=== Provided data ===
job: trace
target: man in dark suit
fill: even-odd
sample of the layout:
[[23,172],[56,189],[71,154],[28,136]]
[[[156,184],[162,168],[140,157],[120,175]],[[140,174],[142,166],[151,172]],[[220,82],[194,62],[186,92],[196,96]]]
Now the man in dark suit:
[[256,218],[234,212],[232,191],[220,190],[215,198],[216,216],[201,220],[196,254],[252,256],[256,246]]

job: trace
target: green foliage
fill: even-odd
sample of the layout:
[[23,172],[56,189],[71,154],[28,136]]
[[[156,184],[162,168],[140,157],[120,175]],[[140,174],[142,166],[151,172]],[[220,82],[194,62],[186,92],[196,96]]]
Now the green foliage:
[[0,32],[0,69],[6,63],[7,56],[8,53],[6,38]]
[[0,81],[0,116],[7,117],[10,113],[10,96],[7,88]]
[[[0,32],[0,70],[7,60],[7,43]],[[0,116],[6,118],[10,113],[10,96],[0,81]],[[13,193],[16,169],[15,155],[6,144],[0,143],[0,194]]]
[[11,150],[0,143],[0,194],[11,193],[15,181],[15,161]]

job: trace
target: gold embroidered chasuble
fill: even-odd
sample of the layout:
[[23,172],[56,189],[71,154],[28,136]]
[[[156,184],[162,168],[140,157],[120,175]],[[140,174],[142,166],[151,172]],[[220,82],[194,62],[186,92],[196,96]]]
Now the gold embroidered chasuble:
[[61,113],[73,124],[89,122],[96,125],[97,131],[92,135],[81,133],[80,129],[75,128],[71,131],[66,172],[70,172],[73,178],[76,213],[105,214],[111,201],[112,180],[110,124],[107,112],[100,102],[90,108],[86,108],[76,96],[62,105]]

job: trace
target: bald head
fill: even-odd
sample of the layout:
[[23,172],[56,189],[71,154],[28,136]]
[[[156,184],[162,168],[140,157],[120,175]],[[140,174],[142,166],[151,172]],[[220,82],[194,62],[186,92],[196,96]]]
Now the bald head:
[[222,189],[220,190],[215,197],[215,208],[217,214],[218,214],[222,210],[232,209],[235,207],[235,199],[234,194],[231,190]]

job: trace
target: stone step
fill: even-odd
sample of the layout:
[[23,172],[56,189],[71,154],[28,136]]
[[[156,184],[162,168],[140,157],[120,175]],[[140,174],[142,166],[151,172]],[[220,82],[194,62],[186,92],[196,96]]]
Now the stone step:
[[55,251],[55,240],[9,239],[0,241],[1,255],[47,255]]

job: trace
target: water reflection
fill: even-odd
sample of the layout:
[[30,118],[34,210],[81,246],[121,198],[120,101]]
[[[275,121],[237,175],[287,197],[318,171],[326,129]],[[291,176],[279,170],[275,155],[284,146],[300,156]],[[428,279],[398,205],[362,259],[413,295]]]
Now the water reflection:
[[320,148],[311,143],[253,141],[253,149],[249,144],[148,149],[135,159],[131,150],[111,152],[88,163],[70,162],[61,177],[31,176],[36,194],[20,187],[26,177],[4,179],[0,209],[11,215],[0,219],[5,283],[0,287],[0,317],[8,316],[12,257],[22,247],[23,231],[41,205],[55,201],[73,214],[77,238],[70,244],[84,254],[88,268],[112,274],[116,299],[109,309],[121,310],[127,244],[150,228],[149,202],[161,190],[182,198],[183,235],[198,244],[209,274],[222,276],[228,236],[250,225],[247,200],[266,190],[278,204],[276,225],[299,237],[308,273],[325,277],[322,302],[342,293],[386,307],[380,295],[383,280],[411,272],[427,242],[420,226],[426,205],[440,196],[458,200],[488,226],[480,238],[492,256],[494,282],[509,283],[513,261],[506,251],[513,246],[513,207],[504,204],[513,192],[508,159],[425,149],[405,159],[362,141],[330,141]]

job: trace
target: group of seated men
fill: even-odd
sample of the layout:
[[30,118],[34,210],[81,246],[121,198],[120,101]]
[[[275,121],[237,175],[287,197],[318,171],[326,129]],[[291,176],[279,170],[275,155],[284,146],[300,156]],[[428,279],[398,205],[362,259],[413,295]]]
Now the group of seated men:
===
_To be done_
Could you reproduce every record above exactly as it appears?

_Solution_
job: trace
target: man in dark suit
fill: even-odd
sample of the layout:
[[23,172],[56,189],[71,154],[28,136]]
[[[156,184],[162,168],[140,157],[120,175]],[[140,174],[142,166],[151,172]],[[220,82],[194,62],[186,92],[196,96]]]
Now the man in dark suit:
[[256,218],[234,212],[232,191],[220,190],[215,198],[216,216],[201,220],[196,254],[252,256],[256,246]]

job: trace
target: green foliage
fill: even-odd
sample of the layout:
[[23,172],[56,189],[71,154],[28,136]]
[[[156,184],[162,168],[140,157],[120,175]],[[140,174],[142,166],[151,172]],[[220,82],[194,62],[186,92],[196,96]]]
Now the green foliage:
[[0,32],[0,69],[6,63],[7,56],[8,53],[6,38]]
[[0,81],[0,116],[7,117],[10,113],[10,96],[7,88]]
[[[0,32],[0,70],[7,60],[7,43]],[[0,116],[6,118],[10,113],[10,96],[0,81]],[[13,193],[16,169],[15,155],[6,144],[0,143],[0,194]]]
[[11,150],[0,143],[0,194],[11,193],[15,181],[15,161]]

job: trace
target: gold embroidered chasuble
fill: even-odd
sample of the layout:
[[23,172],[56,189],[71,154],[28,136]]
[[[156,184],[162,168],[140,157],[120,175]],[[140,174],[142,166],[151,172]],[[220,82],[194,62],[186,92],[196,96]]]
Now the gold embroidered chasuble:
[[61,113],[73,124],[89,122],[96,125],[97,131],[92,135],[81,133],[80,129],[75,128],[71,131],[66,172],[70,172],[73,178],[76,213],[105,214],[111,201],[112,180],[110,124],[107,112],[100,102],[90,108],[86,108],[76,96],[62,105]]

job: trace
target: bald head
fill: even-odd
sample of the layout:
[[23,172],[56,189],[71,154],[28,136]]
[[[156,184],[162,168],[140,157],[120,175]],[[140,174],[142,166],[151,172]],[[220,82],[194,62],[186,92],[196,96]]]
Now the bald head:
[[222,189],[220,190],[215,197],[215,208],[217,214],[218,214],[222,210],[232,209],[235,207],[235,199],[234,194],[231,190]]

job: trace
target: stone step
fill: even-odd
sample of the layout:
[[23,172],[56,189],[71,154],[28,136]]
[[[156,184],[162,168],[140,157],[120,175]],[[140,174],[142,166],[151,172]],[[220,82],[194,62],[186,92],[196,96]]]
Now the stone step:
[[55,251],[55,240],[9,239],[0,241],[1,255],[47,255]]

job: trace
target: water reflection
fill: even-odd
sample of the layout:
[[30,118],[34,210],[81,246],[121,198],[120,101]]
[[[275,121],[237,175],[287,197],[318,171],[326,129]],[[291,176],[279,170],[275,155],[284,146],[300,156]],[[428,279],[398,205],[362,259],[413,295]]]
Now the water reflection:
[[320,148],[311,143],[253,141],[253,149],[249,144],[148,149],[135,159],[131,150],[111,152],[88,163],[70,162],[61,177],[31,176],[36,194],[20,187],[26,177],[4,179],[0,209],[11,215],[0,219],[5,283],[0,287],[0,317],[8,316],[12,257],[22,247],[23,231],[41,205],[55,201],[73,214],[77,238],[70,244],[84,254],[88,268],[112,274],[116,299],[109,309],[121,310],[127,244],[150,228],[149,202],[161,190],[182,198],[183,235],[198,244],[209,274],[222,276],[228,236],[250,225],[247,200],[266,190],[278,204],[276,225],[299,237],[308,273],[325,277],[322,302],[342,293],[386,307],[380,295],[383,280],[411,272],[427,242],[420,226],[426,205],[440,196],[458,200],[488,226],[480,238],[492,256],[494,282],[509,283],[513,261],[506,251],[513,246],[513,207],[504,204],[513,192],[508,159],[425,149],[405,159],[362,141],[330,141]]

job: trace
target: group of seated men
fill: even-odd
sample of the layout:
[[30,118],[34,210],[81,246],[121,198],[120,101]]
[[[275,121],[237,175],[287,197],[318,171],[326,129]],[[291,176],[279,170],[275,155],[284,146],[300,156]],[[428,279],[398,205],[362,259],[413,295]]]
Now the group of seated men:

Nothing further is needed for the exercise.